*Task item A:*
Reproduce, word for word, the part of the Worlds Adrift passage that opens with the words containing "Yes, they will be forming" and closes with "time Worlds Adrifting.".
*Task item B:*
Write what follows the end of the Worlds Adrift passage, picking up after its last sentence.

*Text passage:*
A key question I had while watching and playing Worlds Adrift was "what will players spend most of their time doing?", and despite seeing and playing several possible answers, I'm not sure how much the wiser I am yet.
Yes, they will be making their way to new islands, seeing new sights, battling new creatures,
Yes, they will be harvesting resources and using them to complete constructions.
Yes, they will be swinging around caves and climbing up mountains.
Yes, they will be constructing flying boats and sailing across the skies.
Yes, they will be forming guilds and collaborating on gigantic builds or raiding rivals.
Yes, they will be pursuing some manner of ongoing character 'upgrade', though the devs are at pains to point out that they want to avoid the 'max level and done' trap.
Lots of things, all interesting things. But I'm not entirely sure which of these elements will prove to be a primary motivator to spend a ton of time Worlds Adrifting.

*Dataset extract:*
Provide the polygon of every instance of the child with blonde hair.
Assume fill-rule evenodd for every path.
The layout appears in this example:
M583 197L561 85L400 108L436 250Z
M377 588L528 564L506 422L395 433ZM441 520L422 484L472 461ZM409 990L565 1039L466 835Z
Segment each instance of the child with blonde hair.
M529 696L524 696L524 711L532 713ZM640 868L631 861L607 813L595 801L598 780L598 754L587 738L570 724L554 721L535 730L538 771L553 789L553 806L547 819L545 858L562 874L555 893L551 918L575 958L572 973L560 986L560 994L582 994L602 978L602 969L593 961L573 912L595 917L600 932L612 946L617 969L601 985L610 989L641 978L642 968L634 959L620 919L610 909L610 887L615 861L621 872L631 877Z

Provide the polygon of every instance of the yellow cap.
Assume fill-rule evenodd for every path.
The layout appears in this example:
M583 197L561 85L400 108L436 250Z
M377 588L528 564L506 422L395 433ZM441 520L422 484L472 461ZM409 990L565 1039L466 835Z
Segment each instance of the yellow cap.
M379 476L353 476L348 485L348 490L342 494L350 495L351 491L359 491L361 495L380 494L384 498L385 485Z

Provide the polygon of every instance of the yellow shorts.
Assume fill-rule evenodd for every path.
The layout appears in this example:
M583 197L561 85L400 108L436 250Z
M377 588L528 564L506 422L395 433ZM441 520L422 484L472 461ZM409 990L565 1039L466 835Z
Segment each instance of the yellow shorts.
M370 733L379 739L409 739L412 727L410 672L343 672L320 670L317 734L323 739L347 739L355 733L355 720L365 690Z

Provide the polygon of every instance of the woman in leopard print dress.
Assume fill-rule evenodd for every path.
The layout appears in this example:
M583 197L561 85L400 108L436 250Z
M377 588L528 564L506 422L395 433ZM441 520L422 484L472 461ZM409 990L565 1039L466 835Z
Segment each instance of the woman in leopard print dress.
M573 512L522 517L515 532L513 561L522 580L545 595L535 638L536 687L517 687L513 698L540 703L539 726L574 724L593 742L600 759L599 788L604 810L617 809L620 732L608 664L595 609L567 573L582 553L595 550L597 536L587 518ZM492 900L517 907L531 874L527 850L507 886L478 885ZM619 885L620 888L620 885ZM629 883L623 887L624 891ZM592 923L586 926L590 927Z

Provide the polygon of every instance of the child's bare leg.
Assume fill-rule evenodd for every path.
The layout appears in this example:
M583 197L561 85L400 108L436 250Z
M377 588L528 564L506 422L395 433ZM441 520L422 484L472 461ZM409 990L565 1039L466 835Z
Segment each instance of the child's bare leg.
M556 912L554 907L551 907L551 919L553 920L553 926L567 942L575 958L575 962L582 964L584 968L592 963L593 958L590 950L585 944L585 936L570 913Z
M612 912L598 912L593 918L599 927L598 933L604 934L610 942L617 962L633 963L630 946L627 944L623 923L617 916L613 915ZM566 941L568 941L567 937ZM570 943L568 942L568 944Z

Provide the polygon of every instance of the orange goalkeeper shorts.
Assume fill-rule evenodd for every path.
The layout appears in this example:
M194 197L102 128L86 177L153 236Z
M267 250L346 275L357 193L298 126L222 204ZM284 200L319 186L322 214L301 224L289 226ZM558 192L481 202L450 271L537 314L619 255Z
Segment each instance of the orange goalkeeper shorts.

*Response box A:*
Yes, they will be forming guilds and collaborating on gigantic builds or raiding rivals.
Yes, they will be pursuing some manner of ongoing character 'upgrade', though the devs are at pains to point out that they want to avoid the 'max level and done' trap.
Lots of things, all interesting things. But I'm not entirely sure which of these elements will prove to be a primary motivator to spend a ton of time Worlds Adrifting.

*Response box B:*
This is not to say that I doubt people will do this, just that, in my brief time with it, I could not ascertain quite what will be the core loop. Minecraft, for instance, long straddled the line between survival and construction, and ultimately the players drove it more in the direction of the latter than the former.
Add to this a few somewhat Molyneuxian ideas, such as each island having its own ecosystem - predator and prey hierarchies, to the point that if, for instance, players raze all the fruit trees, herbivores will die out and in turn so will the carnivores - and you're looking at a melting pot of wild ambition.
We have slices of Kerbal + Minecraft + Warcraft + No Man's Sky in there, and I cannot quite ascertain what cocktail will result from all this. I suspect it can only be whatever players most attach to. I suspect too that it is more likely to be the construction side of things than the exploration, because while the fractured land of Worlds Adrift, a mix of procedurally-generated layouts and hand-made decor such as giant statues, offers striking sights, the most active verb for what you do on each island is 'build'.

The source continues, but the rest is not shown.